▶ _Problem_
Copy the listing exactly as given. Omit every picture.

▶ _Extracted material_

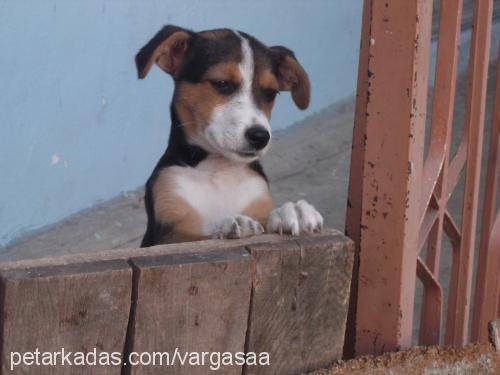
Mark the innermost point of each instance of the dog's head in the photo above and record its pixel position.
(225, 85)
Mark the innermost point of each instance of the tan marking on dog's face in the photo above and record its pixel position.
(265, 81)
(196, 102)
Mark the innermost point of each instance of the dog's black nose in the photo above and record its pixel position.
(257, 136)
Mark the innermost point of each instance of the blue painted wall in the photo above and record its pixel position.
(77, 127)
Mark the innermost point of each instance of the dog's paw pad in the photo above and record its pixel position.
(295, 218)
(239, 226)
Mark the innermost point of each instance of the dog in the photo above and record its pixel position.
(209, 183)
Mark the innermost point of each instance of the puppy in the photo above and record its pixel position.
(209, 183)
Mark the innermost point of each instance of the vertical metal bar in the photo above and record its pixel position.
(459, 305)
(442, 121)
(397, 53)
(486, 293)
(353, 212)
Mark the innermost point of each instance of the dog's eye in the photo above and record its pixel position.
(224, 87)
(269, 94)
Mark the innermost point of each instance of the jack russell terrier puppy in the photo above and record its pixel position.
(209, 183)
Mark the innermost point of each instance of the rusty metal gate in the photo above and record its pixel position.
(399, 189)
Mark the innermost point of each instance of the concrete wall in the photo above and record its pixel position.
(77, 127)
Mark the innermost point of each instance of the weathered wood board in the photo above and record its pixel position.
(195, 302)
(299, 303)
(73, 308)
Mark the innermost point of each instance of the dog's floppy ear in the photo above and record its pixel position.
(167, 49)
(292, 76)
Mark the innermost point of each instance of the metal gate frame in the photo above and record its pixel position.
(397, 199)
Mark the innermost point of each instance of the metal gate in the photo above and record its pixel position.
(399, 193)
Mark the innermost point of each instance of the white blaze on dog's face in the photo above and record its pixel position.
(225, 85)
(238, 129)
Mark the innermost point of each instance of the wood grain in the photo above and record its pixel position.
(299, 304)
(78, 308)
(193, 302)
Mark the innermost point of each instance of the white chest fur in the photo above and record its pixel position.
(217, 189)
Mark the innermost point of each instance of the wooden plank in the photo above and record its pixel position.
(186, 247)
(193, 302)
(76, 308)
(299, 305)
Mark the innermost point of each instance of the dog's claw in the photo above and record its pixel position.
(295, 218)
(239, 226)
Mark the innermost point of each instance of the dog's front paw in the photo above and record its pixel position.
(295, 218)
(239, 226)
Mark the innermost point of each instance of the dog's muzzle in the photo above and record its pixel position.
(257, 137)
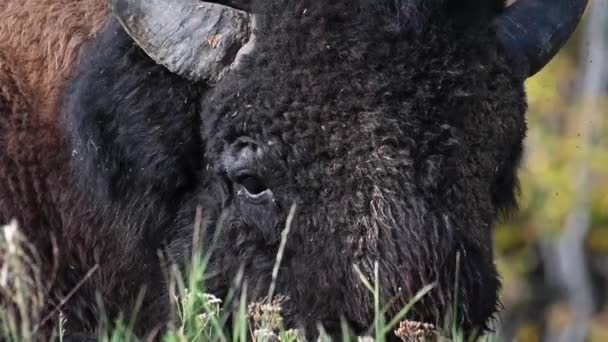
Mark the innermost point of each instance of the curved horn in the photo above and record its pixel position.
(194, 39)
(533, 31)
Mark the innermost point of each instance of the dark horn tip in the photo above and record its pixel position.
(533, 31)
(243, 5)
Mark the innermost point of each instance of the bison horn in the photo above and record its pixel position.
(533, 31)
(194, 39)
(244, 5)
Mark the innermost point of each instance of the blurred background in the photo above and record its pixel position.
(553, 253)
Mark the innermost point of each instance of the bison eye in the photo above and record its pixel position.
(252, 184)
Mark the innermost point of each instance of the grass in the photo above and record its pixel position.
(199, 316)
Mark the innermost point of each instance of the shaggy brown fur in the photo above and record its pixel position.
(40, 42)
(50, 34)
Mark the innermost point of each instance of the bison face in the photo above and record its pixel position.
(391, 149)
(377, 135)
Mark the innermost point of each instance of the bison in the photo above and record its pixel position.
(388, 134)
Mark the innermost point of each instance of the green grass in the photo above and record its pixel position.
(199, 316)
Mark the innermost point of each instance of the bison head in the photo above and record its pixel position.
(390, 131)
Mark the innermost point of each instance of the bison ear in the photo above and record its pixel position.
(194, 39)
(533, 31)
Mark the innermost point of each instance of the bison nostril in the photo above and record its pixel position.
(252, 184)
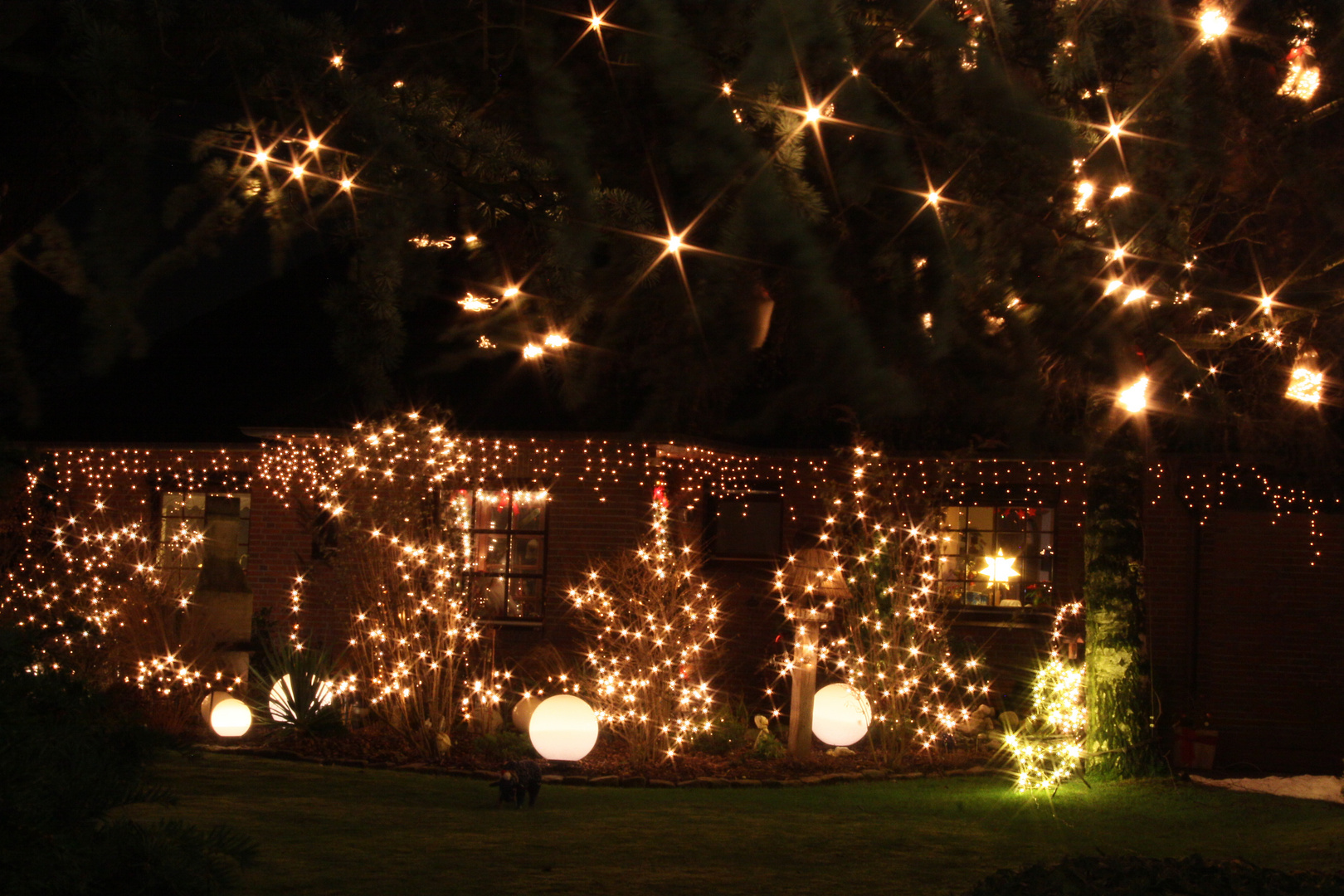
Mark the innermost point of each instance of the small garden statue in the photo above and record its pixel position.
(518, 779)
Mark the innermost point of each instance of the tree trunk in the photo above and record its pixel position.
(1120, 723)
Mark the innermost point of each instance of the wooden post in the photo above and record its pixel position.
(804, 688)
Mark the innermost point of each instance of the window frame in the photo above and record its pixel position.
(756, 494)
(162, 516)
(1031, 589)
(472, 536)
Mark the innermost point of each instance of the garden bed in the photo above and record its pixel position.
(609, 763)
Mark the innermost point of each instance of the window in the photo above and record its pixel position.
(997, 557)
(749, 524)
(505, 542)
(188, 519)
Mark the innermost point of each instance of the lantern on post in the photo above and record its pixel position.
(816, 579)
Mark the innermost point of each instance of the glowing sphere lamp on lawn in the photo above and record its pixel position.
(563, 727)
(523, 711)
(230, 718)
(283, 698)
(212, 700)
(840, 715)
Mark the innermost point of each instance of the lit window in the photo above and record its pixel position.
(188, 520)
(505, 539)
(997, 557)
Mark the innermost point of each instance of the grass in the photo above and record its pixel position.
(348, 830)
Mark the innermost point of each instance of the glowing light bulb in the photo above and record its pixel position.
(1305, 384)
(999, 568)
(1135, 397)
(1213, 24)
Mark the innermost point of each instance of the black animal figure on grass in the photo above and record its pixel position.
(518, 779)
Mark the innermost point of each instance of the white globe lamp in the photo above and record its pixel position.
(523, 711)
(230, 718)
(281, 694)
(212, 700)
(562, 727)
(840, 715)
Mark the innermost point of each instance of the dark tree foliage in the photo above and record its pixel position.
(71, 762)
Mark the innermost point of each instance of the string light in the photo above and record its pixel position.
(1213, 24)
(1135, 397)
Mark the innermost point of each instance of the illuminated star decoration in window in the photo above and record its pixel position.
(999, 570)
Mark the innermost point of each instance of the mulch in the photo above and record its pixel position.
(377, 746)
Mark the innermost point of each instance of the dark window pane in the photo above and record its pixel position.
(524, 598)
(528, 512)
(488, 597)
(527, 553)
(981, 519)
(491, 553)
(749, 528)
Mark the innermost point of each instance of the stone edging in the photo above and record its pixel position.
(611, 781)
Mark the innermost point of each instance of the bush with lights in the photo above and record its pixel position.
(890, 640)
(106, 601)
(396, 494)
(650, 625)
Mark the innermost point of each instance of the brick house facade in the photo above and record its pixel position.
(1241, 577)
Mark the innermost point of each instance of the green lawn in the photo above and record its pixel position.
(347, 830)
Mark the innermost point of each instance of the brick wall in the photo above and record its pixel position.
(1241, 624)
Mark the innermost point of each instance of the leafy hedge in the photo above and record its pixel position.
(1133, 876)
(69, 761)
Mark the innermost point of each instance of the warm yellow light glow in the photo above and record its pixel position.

▶ _Solution to this problem_
Mark the innermost point of each instance of the dog's head in the photo above and record its pixel position.
(225, 85)
Mark the innermost point of each instance of the tan marking on dog's face in the photo above and record its pixel position.
(265, 81)
(196, 102)
Mark the innermost point of each instance of the dog's black nose in the photo above and record its pixel position.
(257, 136)
Mark the innermost point of each instance of the blue painted wall in the photo above and record its pixel position.
(77, 127)
Mark the innermost point of each instance of the dog's paw pad in the photo above and record its pixel position.
(295, 218)
(239, 226)
Mark the innermost point of each instance of the dog in the photo above and record its pixel position.
(209, 183)
Mark the innermost point of each instance of the puppy in the photo above and record its pixel position.
(209, 183)
Mark the innermost point of each instance of the vertical metal bar in the photo above and record its pixel position.
(459, 305)
(442, 121)
(397, 53)
(486, 293)
(353, 212)
Mark the innermost point of each instance of the dog's eye in the photo above and record its pixel position.
(224, 87)
(269, 94)
Mark the innermost point of each instance of the jack russell terrier puppy in the photo above and record its pixel position.
(209, 183)
Mark the innermost point of each instance of the rusty metal gate in the photo above and record its pixel position.
(399, 189)
Mark the innermost point of each instance of the concrete wall in the photo above and record its pixel position.
(77, 127)
Mark the innermost point of each instance of the weathered wood board in the photo above and record its pixel position.
(195, 302)
(299, 303)
(73, 308)
Mark the innermost point of each instance of the dog's floppy ear in the photo above and record its pixel position.
(167, 49)
(292, 76)
Mark the innermost point of each instance of the metal gate frame in the photo above and record its pixel position.
(397, 199)
Mark the innermost point of each instance of the metal gate in the photo above and record its pixel position.
(399, 193)
Mark the innermost point of each instance of the white blaze on dog's face in the photo above and record its pixel position.
(225, 85)
(238, 129)
Mark the innermost point of each instance of the wood grain in the photo above and record its pixel position.
(299, 304)
(78, 308)
(193, 302)
Mark the innermost point of each instance of the white chest fur in the photo above and record its pixel position.
(217, 189)
Mark the innermost point of each instance of the wooden plank in the photo above and record its pixel position.
(186, 247)
(193, 302)
(76, 308)
(299, 305)
Mark the innermost point of each instance of the dog's claw in the photo above and record its pixel position.
(295, 218)
(239, 226)
Mark the innermost point of each instance of the dog's front paw in the photo above and record its pixel position.
(295, 218)
(239, 226)
Mark the innermost point of each instance of the dog's muzzle in the photo above and record its pixel position.
(257, 137)
Mark the innermost point of each instance of the curved horn in the photo above and record its pixel position.
(194, 39)
(533, 31)
Mark the innermost point of each instance of the dark horn tip in the photo above and record its pixel position.
(533, 31)
(243, 5)
Mark the innermost point of each instance of the bison horn in the photo above and record its pixel position.
(533, 31)
(194, 39)
(244, 5)
Mark the innermost point of each instance of the blurred background in the photo above and record its pixel position.
(553, 253)
Mark the innermost point of each instance of the bison eye in the photo above and record its pixel position.
(252, 184)
Mark the innermost point of each instance of the grass in the photo above and record its pixel position.
(199, 316)
Mark the innermost point of each instance of the shaggy brown fur in the photo above and record its pixel position.
(40, 42)
(50, 34)
Mark the innermost point of each instance of the bison face in the photo above and record its pixel position.
(391, 149)
(377, 135)
Mark the innermost point of each instance of the bison in the photo above and record its pixel position.
(388, 134)
Mark the innermost point of each instance of the green grass in the photo above and record its pixel position.
(199, 316)
Mark the innermost point of each instance of the bison head in the photo above and record its pixel position.
(390, 131)
Mark the innermost point of each instance of the bison ear in the photo above and record its pixel position.
(194, 39)
(533, 31)
Mark the innermost point of each instance of the bison nostril in the photo above and record its pixel position.
(252, 184)
Mark the innermost point of each instance of the small garden statue in the photo above and record its pixel position.
(518, 779)
Mark the innermost point of each instance of the tree trunk in the photo above and record its pixel position.
(1120, 723)
Mark the innermost point of each instance of the wooden post in the photo above and record its pixel position.
(804, 688)
Mark the innermost point of each instance of the window frame in the photo above and record its pixel position.
(756, 494)
(162, 516)
(1031, 589)
(472, 536)
Mark the innermost point of each instance of the garden bed in the photo above and record its pixel position.
(609, 763)
Mark the innermost point of each instance of the window in the photo above and record its pixel position.
(997, 557)
(749, 524)
(505, 542)
(188, 519)
Mark the innermost point of each instance of the lantern on post in the photo above and record its pixel position.
(816, 579)
Mark the innermost point of each instance of the glowing sphere lamp on lawn in the photo above and record its pixel position.
(563, 727)
(523, 711)
(230, 718)
(283, 698)
(212, 700)
(840, 715)
Mark the innermost point of each instance of the lit window in the photo above and record its pixel position.
(188, 520)
(505, 539)
(997, 557)
Mark the innermost point of each instance of the grass in the photo above and record its pixel position.
(348, 830)
Mark the innermost point of each instance of the glowing light bulb in the photo above and record its pixel position.
(1305, 384)
(999, 568)
(1135, 397)
(1213, 24)
Mark the innermost point of each instance of the black animal figure on grass in the photo above and record its pixel position.
(518, 779)
Mark the innermost point of each instance of the white globe lamp in the photo above and record its pixel position.
(523, 711)
(230, 718)
(281, 694)
(212, 700)
(562, 727)
(840, 715)
Mark the innermost point of each instance of the dark tree foliage in the photo above and record its pixel position.
(71, 762)
Mark the innermost point of each instance of the string light in the photo above and record its pixel position.
(1213, 24)
(1135, 397)
Mark the innermost point of each instance of the illuminated star decoration in window in the photo above and record its pixel position.
(999, 570)
Mark the innermost point of each instance of the mulch in the photo above and record its pixel position.
(377, 746)
Mark the innermost point of each instance of the dark window pane in the photo above and record its pixel position.
(524, 598)
(528, 512)
(488, 597)
(527, 553)
(981, 519)
(491, 553)
(749, 528)
Mark the innermost point of each instance of the stone edging in the photo above and record its pixel position.
(611, 781)
Mark the innermost point of each instance of the bush with lights in the photo above and record its pixel position.
(890, 640)
(106, 601)
(396, 494)
(650, 625)
Mark the innermost point of each instance of the brick house facade in the photo above and record its pixel position.
(1241, 577)
Mark the innermost point of each instance of the green lawn in the photo above and record its pixel position.
(347, 830)
Mark the innermost point of each instance of the brick wall in the photo above and record its pixel position.
(1241, 624)
Mark the innermost point of each instance of the leafy hedge in the photo above and record its pixel position.
(1133, 876)
(69, 761)
Mark the innermost point of each instance of the warm yellow light glow in the photo above and record its pixel position.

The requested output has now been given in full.